Directive: Return each line from the records below that contains the string "antenna", copying those lines in full.
----------
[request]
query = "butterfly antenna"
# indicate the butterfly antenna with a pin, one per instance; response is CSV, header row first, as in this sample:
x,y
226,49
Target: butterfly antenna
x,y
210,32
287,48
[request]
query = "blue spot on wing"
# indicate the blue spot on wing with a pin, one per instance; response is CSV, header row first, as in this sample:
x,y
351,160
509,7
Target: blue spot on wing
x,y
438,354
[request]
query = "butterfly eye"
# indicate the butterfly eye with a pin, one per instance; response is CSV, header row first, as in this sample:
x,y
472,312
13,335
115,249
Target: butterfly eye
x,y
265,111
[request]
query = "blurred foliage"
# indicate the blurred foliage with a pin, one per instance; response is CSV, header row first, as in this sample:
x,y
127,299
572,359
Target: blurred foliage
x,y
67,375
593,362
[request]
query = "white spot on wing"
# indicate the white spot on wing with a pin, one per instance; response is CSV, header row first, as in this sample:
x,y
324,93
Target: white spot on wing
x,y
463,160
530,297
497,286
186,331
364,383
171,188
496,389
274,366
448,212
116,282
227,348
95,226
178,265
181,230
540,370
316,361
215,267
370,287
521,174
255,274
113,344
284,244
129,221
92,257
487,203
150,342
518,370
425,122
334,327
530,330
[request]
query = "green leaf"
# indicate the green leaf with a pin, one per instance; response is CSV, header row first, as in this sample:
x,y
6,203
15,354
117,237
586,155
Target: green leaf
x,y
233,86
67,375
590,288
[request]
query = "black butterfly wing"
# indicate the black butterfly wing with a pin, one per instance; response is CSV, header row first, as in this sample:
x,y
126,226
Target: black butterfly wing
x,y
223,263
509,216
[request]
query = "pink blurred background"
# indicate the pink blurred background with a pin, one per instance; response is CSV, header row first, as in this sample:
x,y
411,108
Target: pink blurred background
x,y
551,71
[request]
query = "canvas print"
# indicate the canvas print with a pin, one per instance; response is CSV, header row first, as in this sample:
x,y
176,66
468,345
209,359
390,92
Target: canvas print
----------
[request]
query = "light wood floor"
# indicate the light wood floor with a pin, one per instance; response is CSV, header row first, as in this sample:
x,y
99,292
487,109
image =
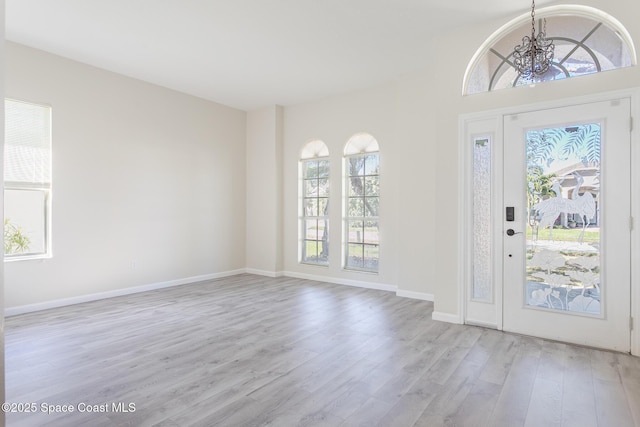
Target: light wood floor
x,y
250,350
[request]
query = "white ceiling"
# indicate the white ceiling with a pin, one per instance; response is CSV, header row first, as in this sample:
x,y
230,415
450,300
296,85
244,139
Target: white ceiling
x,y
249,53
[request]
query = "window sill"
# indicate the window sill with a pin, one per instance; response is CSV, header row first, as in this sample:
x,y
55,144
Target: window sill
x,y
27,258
----------
Final result:
query = "butterfly antenna"
# indicate the butterfly antenna with a pin, one per instance; response is CSV, header row first, as in this sample:
Target: butterfly antenna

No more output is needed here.